| Description of the task |
The listing is to be printed word for word, pictures omitted.

| Data |
____________________
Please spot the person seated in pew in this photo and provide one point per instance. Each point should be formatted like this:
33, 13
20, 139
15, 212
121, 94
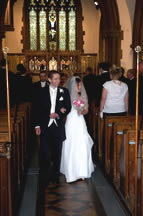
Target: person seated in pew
114, 101
3, 87
23, 85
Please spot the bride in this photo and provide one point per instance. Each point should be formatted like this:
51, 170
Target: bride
76, 160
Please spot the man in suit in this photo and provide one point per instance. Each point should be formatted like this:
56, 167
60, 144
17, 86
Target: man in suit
53, 104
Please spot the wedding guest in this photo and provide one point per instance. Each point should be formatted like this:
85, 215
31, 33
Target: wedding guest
114, 101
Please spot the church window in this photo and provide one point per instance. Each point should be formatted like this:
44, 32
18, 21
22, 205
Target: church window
52, 25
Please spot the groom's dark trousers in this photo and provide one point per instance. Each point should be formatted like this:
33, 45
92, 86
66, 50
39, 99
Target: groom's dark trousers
51, 137
50, 152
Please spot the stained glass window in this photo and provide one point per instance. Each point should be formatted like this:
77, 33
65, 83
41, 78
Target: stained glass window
52, 29
72, 30
62, 30
43, 35
52, 24
33, 29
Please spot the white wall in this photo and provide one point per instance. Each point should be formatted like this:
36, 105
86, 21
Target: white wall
126, 11
13, 38
91, 24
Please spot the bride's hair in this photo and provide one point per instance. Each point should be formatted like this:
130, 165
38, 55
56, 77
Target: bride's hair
____________________
| Output of the exercise |
Please spot the person seated in pew in this photo and provide one point per instance. Each point should be formatted like this:
33, 13
20, 139
15, 212
121, 94
Target: person seated in pew
114, 101
3, 87
23, 85
Please spot the bride in this photo and provide one point per instance. Each point should be formatted like this:
51, 170
Target: bride
76, 160
Please spot the man in suit in this photo and provide one point per instance. Each point should be formatted like this:
56, 167
60, 144
17, 86
Target: man in suit
53, 104
Please spot the wedding guest in this photo and provide one point per instance. Each point should be formatted like this:
85, 215
31, 33
Target: wedding guest
114, 101
Please spot the church window in this photo and provide one point per instance. Each point should be formatted like this:
44, 32
18, 21
22, 205
Target: church window
52, 25
Please spot the groom's dark trousers in this photo and provide one point per instance. Each point should be formatted like this:
33, 45
92, 86
66, 50
39, 99
Target: groom's dark trousers
51, 137
50, 152
Please spot the stained glass window in this photo and provide one point per instance. Each point should be formatted like this:
77, 33
65, 83
41, 78
Target: stained glass window
52, 29
72, 30
62, 30
43, 35
52, 24
33, 29
Please spot the white wall in this photo and provide one point per instance. Each point should be formatted like this:
36, 105
86, 21
Target: white wall
126, 11
13, 38
91, 24
Please spot the bride's hair in this photo and provide one point per instance. Each point should be formatted like this:
130, 165
38, 55
56, 77
Target: bride's hair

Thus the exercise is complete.